Segment Start: SUPPLIED MATERIAL

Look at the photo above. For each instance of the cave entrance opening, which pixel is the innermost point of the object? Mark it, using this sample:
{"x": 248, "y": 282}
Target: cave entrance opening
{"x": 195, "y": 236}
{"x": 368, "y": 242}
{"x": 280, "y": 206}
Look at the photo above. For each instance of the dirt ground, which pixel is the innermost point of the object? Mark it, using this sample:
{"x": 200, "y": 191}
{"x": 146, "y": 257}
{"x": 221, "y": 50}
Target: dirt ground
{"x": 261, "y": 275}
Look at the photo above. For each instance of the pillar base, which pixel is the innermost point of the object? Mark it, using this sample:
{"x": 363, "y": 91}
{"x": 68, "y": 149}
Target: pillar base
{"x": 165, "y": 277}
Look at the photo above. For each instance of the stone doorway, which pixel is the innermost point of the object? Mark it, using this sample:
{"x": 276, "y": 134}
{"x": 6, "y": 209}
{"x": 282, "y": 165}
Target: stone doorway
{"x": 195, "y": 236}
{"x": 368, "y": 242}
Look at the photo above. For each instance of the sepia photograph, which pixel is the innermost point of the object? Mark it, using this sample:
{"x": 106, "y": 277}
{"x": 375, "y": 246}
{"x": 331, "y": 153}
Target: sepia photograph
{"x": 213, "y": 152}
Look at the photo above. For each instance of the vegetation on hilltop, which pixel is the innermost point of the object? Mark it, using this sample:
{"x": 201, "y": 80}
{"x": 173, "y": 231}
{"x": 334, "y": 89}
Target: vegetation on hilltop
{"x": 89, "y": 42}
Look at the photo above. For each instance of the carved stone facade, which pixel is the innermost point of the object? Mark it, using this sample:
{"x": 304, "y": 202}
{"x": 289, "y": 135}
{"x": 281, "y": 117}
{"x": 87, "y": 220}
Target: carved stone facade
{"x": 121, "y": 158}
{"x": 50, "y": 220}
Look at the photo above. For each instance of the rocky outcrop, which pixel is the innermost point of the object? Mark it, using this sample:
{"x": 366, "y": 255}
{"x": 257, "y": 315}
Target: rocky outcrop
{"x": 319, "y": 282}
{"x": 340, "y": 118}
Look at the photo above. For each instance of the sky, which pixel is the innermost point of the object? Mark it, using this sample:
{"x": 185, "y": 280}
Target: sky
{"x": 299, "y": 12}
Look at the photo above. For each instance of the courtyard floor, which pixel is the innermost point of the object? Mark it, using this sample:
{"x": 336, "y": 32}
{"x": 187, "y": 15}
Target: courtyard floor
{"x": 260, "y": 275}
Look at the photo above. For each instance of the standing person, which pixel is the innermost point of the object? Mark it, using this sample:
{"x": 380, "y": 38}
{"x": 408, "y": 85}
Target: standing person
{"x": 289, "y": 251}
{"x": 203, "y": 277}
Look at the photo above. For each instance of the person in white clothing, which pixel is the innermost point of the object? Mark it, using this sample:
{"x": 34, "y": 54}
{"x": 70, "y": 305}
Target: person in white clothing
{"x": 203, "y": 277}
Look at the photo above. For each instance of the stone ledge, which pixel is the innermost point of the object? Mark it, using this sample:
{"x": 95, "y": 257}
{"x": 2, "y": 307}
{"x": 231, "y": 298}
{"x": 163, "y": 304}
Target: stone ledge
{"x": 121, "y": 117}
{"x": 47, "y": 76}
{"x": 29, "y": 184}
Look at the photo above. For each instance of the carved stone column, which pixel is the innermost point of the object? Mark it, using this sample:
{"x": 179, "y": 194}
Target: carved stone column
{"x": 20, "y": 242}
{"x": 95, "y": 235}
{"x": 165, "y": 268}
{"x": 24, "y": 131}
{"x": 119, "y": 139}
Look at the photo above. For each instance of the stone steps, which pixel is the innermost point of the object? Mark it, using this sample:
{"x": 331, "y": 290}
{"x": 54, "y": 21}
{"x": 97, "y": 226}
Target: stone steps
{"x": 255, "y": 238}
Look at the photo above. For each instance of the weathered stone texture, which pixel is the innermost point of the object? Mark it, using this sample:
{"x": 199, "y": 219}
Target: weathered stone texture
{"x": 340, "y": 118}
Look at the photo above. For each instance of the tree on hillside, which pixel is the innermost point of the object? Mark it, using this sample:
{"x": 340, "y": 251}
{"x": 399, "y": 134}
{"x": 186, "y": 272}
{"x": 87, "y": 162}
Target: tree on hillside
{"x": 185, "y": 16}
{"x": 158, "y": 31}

Segment End: SUPPLIED MATERIAL
Segment Start: SUPPLIED MATERIAL

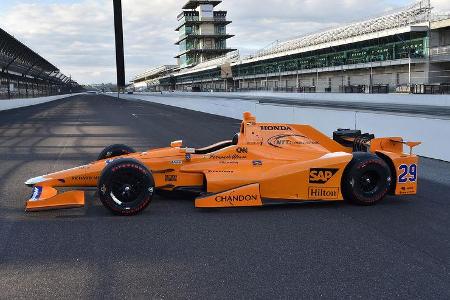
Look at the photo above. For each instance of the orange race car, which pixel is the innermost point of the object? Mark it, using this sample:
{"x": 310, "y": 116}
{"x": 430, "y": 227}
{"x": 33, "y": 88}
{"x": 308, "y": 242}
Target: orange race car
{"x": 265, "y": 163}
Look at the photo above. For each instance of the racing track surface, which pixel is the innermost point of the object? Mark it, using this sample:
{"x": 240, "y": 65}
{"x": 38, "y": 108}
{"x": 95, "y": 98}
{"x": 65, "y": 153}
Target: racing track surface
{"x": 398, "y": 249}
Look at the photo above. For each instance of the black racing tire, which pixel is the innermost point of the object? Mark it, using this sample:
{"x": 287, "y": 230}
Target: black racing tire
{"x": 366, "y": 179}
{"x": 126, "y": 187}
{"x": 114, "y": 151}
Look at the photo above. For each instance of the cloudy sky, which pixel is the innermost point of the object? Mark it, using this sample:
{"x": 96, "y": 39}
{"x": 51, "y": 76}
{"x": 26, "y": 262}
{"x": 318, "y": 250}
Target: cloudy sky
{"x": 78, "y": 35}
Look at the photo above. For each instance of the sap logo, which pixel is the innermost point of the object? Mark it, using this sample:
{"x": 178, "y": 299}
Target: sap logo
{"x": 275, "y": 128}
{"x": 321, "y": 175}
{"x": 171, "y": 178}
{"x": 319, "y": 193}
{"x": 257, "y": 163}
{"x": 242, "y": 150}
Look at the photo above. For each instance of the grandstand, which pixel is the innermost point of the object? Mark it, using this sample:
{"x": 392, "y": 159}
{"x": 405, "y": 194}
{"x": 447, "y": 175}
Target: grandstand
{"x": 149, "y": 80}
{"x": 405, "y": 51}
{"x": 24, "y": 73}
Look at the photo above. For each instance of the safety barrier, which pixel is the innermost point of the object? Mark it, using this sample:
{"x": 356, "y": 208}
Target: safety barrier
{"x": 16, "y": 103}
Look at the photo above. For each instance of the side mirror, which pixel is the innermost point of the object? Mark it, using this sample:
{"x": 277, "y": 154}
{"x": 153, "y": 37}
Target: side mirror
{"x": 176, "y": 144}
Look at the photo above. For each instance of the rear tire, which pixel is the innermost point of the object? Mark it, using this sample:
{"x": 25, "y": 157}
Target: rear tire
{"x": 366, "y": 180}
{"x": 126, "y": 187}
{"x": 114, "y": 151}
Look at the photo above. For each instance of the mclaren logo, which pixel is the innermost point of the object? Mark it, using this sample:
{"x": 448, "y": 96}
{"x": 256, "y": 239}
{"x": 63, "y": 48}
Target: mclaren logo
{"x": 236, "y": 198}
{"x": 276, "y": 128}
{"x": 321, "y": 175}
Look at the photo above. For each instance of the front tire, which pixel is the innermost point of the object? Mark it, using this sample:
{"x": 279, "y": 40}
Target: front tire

Segment End: SUPPLIED MATERIAL

■ YOUR GOAL
The lines needed are those in the data above that hold the string "front"; copy each of them.

■ OUTPUT BELOW
Look at the photo above. For each instance of the front tire, which pixel is the innermost point of the object? Mark it, using this sample:
Target: front tire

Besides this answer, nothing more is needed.